* TASK INSTRUCTIONS *
Both the line below containing "Reviewer note: check that every instance of the dark" and the line containing "Reviewer note: check that every instance of the saxophone", along with every line between them, should be repeated exactly; no other line belongs in the answer.

* THE DATA *
========
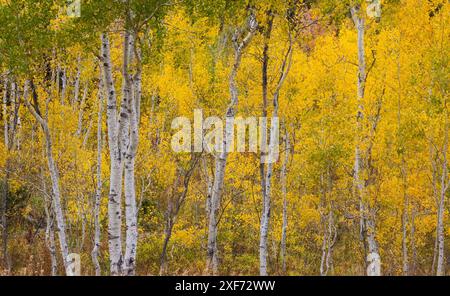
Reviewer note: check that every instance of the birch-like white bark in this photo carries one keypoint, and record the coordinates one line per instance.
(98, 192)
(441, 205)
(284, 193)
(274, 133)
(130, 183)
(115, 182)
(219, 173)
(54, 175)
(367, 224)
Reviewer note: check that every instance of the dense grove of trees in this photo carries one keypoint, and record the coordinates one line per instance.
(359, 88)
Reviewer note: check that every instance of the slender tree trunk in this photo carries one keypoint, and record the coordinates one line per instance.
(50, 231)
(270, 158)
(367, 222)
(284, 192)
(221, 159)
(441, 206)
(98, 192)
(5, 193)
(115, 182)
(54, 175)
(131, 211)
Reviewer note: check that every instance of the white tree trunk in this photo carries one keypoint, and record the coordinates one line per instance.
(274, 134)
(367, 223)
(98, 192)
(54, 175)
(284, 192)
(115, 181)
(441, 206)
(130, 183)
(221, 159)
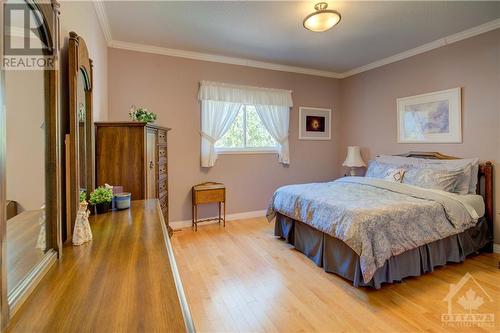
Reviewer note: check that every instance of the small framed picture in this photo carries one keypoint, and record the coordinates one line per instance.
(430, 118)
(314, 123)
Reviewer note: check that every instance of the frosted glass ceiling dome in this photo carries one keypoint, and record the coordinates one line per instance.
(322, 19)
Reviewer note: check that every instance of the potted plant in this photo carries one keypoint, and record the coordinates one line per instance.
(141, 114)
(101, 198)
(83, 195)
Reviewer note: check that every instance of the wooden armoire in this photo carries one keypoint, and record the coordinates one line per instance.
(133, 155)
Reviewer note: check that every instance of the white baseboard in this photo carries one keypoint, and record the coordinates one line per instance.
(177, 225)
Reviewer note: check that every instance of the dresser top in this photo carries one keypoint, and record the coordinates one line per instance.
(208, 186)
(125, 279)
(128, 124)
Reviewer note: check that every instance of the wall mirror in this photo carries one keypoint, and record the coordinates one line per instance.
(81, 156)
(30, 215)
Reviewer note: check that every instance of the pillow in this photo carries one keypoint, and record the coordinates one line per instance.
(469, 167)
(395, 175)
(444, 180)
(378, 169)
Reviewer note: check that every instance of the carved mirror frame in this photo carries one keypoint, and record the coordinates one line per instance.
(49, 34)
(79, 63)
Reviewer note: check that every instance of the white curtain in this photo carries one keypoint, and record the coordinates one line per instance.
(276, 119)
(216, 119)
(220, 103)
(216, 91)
========
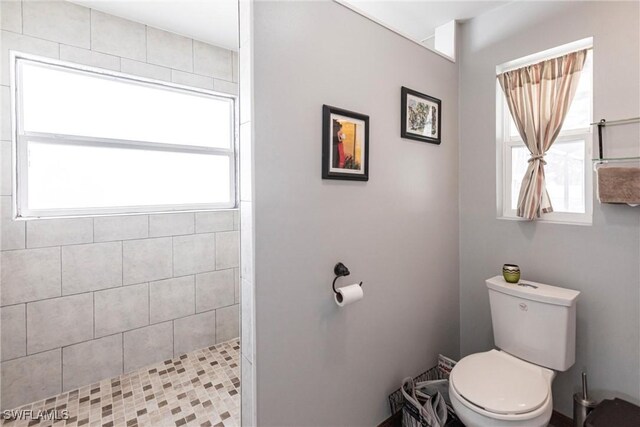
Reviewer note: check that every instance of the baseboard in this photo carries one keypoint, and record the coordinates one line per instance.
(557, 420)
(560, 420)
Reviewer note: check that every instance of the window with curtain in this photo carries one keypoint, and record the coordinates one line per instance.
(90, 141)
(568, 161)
========
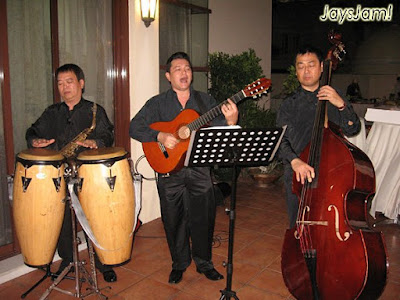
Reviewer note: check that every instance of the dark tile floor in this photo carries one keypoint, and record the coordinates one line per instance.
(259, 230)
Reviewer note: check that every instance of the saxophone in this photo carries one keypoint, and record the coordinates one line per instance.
========
* RESULT OF THE EXERCISE *
Reviewer note: check that every instance of the dark tile floor in this photo carries one keypoint, and record the coordinates one line per instance.
(259, 230)
Reviewer note: check that every instance of the saxophone in this photo carries one keypoint, and record the coordinates one line per instance.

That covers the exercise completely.